§ Direction: Print all entries word for word.
• • •
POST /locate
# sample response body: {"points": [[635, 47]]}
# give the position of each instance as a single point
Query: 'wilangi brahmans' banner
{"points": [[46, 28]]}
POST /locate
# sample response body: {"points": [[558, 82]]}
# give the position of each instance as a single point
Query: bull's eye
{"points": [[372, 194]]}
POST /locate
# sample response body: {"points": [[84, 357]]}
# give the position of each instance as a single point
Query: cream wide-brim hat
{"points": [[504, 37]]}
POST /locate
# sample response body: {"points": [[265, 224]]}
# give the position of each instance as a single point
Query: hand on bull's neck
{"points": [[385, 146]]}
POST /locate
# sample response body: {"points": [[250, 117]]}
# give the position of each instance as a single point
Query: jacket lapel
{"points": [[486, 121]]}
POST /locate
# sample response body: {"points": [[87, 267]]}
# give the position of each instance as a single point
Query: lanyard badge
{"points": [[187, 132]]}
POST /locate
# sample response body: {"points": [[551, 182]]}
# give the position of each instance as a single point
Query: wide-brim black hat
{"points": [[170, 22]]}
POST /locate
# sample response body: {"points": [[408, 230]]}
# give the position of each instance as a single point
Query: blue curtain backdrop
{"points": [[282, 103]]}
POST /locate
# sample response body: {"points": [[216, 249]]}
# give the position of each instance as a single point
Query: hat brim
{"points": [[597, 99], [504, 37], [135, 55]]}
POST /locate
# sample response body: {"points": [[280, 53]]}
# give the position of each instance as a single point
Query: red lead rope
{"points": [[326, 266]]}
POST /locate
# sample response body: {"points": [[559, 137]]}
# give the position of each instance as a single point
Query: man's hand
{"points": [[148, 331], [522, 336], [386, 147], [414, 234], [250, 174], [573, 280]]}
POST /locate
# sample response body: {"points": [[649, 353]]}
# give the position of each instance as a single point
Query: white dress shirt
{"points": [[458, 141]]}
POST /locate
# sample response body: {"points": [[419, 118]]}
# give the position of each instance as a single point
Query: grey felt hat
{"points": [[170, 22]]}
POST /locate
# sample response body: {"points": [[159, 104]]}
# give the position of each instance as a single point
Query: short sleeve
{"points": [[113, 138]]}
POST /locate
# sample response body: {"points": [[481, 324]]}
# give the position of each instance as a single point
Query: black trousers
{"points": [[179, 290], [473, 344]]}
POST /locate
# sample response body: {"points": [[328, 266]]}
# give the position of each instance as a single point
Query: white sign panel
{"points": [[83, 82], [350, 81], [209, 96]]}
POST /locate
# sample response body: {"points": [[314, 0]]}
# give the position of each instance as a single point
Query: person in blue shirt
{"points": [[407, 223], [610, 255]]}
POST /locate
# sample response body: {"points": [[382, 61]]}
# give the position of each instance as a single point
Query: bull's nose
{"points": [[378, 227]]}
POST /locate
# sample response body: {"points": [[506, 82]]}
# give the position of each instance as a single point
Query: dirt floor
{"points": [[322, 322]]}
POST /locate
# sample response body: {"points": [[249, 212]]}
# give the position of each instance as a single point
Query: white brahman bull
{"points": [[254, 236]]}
• • •
§ Answer to this problem:
POST /locate
# sample response body: {"points": [[635, 47]]}
# give the position of each instance as a single point
Query: 'wilangi brahmans' banner
{"points": [[46, 28]]}
POST /locate
# sample response body: {"points": [[558, 82]]}
# give the position of each instance as a single point
Query: bull's eye
{"points": [[372, 194]]}
POST /locate
# sample response body: {"points": [[84, 357]]}
# give the position of each instance as a single point
Query: cream wide-brim hat
{"points": [[504, 37]]}
POST /locate
# sample response body: {"points": [[265, 224]]}
# give the position of each instance as a single point
Query: hand on bull's neck
{"points": [[385, 146]]}
POST /locate
# sample response body: {"points": [[250, 117]]}
# give the position of each instance as a single point
Query: jacket lapel
{"points": [[486, 121]]}
POST /locate
# sample response body: {"points": [[87, 267]]}
# give the position of each instance as a single point
Query: lanyard badge
{"points": [[187, 132]]}
POST /locate
# sample response body: {"points": [[551, 182]]}
# give the position of each instance as a single point
Query: wide-brim black hat
{"points": [[170, 22]]}
POST /locate
# sample response body: {"points": [[408, 230]]}
# give the position of each instance as a single point
Query: blue curtain backdrop
{"points": [[282, 103]]}
POST /locate
# sample response body: {"points": [[216, 249]]}
# give the position of each instance as a single point
Query: hat brim
{"points": [[597, 99], [504, 37], [135, 55]]}
POST /locate
# sample response body: {"points": [[280, 53]]}
# give the position of each instance as a single point
Query: red lead rope
{"points": [[326, 266]]}
POST /locate
# sample response body: {"points": [[559, 137]]}
# give the position of each instance as a single point
Query: man's hand
{"points": [[148, 331], [522, 336], [386, 147], [414, 234], [250, 174], [573, 280]]}
POST /locate
# sample response body: {"points": [[649, 353]]}
# give the position of each instance as a single point
Query: white dress shirt
{"points": [[458, 141]]}
POST /locate
# sample response body: {"points": [[419, 118]]}
# give the position of each instance as a single point
Query: grey felt hat
{"points": [[170, 22]]}
POST /locate
# sample response body: {"points": [[159, 104]]}
# give the position of each instance as a single point
Query: short sleeve
{"points": [[113, 138]]}
POST /locate
# sample response body: {"points": [[481, 324]]}
# give the position of each instance as a single point
Query: black trousers
{"points": [[179, 290], [473, 344]]}
POST /locate
# sample response body: {"points": [[328, 266]]}
# give the position of each instance as a single point
Query: white sign panel
{"points": [[83, 82], [350, 81], [209, 96]]}
POST /locate
# sample response body: {"points": [[314, 0]]}
# give the position of each instance as a single point
Query: person in blue shirt
{"points": [[407, 223], [610, 255]]}
POST /locate
# sample response body: {"points": [[382, 61]]}
# give the position of each instance as a single point
Query: bull's nose
{"points": [[378, 227]]}
POST /locate
# sample response body: {"points": [[506, 82]]}
# give the position of each instance as a single point
Query: dirt floor
{"points": [[322, 322]]}
POST /locate
# sample response body: {"points": [[249, 212]]}
# give the position of each instance as a single point
Query: white brahman bull
{"points": [[254, 236]]}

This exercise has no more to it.